* _Description of the task_
Repeat each record below exactly, dropping the pictures.
####
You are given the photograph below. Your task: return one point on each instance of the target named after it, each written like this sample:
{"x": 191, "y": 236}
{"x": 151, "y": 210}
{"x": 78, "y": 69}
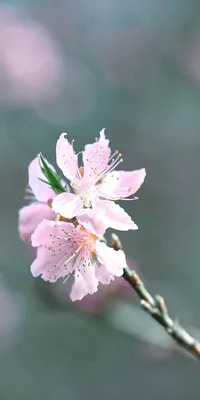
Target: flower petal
{"x": 30, "y": 216}
{"x": 114, "y": 261}
{"x": 95, "y": 158}
{"x": 85, "y": 281}
{"x": 50, "y": 231}
{"x": 66, "y": 158}
{"x": 119, "y": 184}
{"x": 67, "y": 204}
{"x": 55, "y": 258}
{"x": 106, "y": 214}
{"x": 40, "y": 189}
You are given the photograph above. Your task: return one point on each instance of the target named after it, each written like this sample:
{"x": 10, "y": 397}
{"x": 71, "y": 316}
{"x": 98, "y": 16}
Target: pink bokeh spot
{"x": 30, "y": 65}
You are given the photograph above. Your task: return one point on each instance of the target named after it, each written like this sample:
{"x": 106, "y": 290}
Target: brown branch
{"x": 156, "y": 307}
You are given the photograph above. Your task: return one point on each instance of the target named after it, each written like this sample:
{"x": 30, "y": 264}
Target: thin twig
{"x": 156, "y": 307}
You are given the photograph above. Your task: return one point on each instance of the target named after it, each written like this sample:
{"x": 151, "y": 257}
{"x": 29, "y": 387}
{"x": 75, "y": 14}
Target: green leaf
{"x": 52, "y": 178}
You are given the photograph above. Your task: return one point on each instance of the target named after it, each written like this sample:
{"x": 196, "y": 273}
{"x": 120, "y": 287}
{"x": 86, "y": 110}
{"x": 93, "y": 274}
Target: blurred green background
{"x": 75, "y": 66}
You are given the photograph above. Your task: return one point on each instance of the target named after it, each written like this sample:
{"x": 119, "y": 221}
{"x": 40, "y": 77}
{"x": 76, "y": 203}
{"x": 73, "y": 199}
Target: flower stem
{"x": 156, "y": 308}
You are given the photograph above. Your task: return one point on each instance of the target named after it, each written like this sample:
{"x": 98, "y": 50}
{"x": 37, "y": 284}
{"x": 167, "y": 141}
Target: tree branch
{"x": 156, "y": 307}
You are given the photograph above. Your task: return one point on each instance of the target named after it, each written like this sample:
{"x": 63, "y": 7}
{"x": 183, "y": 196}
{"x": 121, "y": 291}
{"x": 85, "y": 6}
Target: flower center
{"x": 89, "y": 240}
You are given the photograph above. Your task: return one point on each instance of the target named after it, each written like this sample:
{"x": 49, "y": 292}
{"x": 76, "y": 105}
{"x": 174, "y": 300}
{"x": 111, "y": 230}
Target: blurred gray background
{"x": 75, "y": 66}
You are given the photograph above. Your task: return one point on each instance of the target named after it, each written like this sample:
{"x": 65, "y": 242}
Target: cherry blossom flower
{"x": 64, "y": 249}
{"x": 96, "y": 186}
{"x": 41, "y": 196}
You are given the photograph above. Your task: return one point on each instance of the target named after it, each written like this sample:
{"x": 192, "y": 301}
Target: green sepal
{"x": 53, "y": 179}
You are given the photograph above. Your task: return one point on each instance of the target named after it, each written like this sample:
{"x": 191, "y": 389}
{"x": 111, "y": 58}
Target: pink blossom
{"x": 96, "y": 186}
{"x": 64, "y": 250}
{"x": 30, "y": 216}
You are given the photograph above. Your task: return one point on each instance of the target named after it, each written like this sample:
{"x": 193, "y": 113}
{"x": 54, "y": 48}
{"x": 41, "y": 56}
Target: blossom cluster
{"x": 66, "y": 221}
####
* _Finished exercise_
You are given the photograph below. Your task: return one point on each instance of the target named after it, each written like this sample:
{"x": 191, "y": 236}
{"x": 151, "y": 210}
{"x": 78, "y": 69}
Target: flower petal
{"x": 30, "y": 216}
{"x": 114, "y": 261}
{"x": 95, "y": 158}
{"x": 85, "y": 281}
{"x": 50, "y": 231}
{"x": 66, "y": 158}
{"x": 119, "y": 184}
{"x": 67, "y": 204}
{"x": 55, "y": 258}
{"x": 106, "y": 214}
{"x": 40, "y": 189}
You are given the photograph above. Your task: return one point on each instance of the target named after it, each written like this sample:
{"x": 10, "y": 397}
{"x": 71, "y": 316}
{"x": 98, "y": 16}
Target: pink bokeh spot
{"x": 30, "y": 65}
You are given the photograph above. Your task: return one point on each instance of the target named after it, each written like this sample:
{"x": 106, "y": 290}
Target: brown branch
{"x": 156, "y": 307}
You are given the photograph above. Your task: return one point on each instance of the target named after it, each written like this sample:
{"x": 30, "y": 264}
Target: thin twig
{"x": 156, "y": 307}
You are given the photograph above. Your task: return one point on each instance of the target named after it, each written like this sample:
{"x": 151, "y": 257}
{"x": 29, "y": 387}
{"x": 75, "y": 14}
Target: green leaf
{"x": 52, "y": 178}
You are given the photograph above. Your task: return one point on each instance of the target named after it, each written like this sample:
{"x": 196, "y": 273}
{"x": 120, "y": 287}
{"x": 86, "y": 110}
{"x": 93, "y": 274}
Target: blurred green background
{"x": 75, "y": 66}
You are given the photograph above. Your task: return one point on each instance of the target named after it, each written like this sample:
{"x": 119, "y": 221}
{"x": 40, "y": 77}
{"x": 76, "y": 203}
{"x": 73, "y": 199}
Target: flower stem
{"x": 156, "y": 308}
You are given the photograph above. Your task: return one point on each instance of the target named after it, each written like this sample:
{"x": 98, "y": 50}
{"x": 37, "y": 284}
{"x": 167, "y": 141}
Target: tree branch
{"x": 156, "y": 307}
You are given the photograph above. Your task: return one point on each instance of the target named after it, each written like this sample:
{"x": 63, "y": 7}
{"x": 183, "y": 196}
{"x": 121, "y": 291}
{"x": 85, "y": 6}
Target: flower center
{"x": 89, "y": 240}
You are given the photograph above. Your task: return one point on each instance of the target named after it, each written like this sample:
{"x": 49, "y": 292}
{"x": 76, "y": 105}
{"x": 174, "y": 300}
{"x": 111, "y": 230}
Target: blurred gray background
{"x": 75, "y": 66}
You are given the photograph above. Your task: return one point on each instance of the target named after it, each written like this sample:
{"x": 65, "y": 242}
Target: cherry blossom flower
{"x": 64, "y": 249}
{"x": 96, "y": 186}
{"x": 41, "y": 196}
You are given the photograph above. Your task: return one point on each instance of the target named after it, each written like this sample:
{"x": 192, "y": 301}
Target: green sepal
{"x": 53, "y": 179}
You are given the photograph above. Your task: return one point on each instance of the target named after it, each written like this sample:
{"x": 191, "y": 389}
{"x": 111, "y": 58}
Target: pink blossom
{"x": 96, "y": 186}
{"x": 64, "y": 250}
{"x": 30, "y": 216}
You are given the photograph above. Your task: return one point on each instance of the target named after it, each written like this sample:
{"x": 193, "y": 113}
{"x": 54, "y": 48}
{"x": 41, "y": 56}
Target: blossom cluster
{"x": 66, "y": 221}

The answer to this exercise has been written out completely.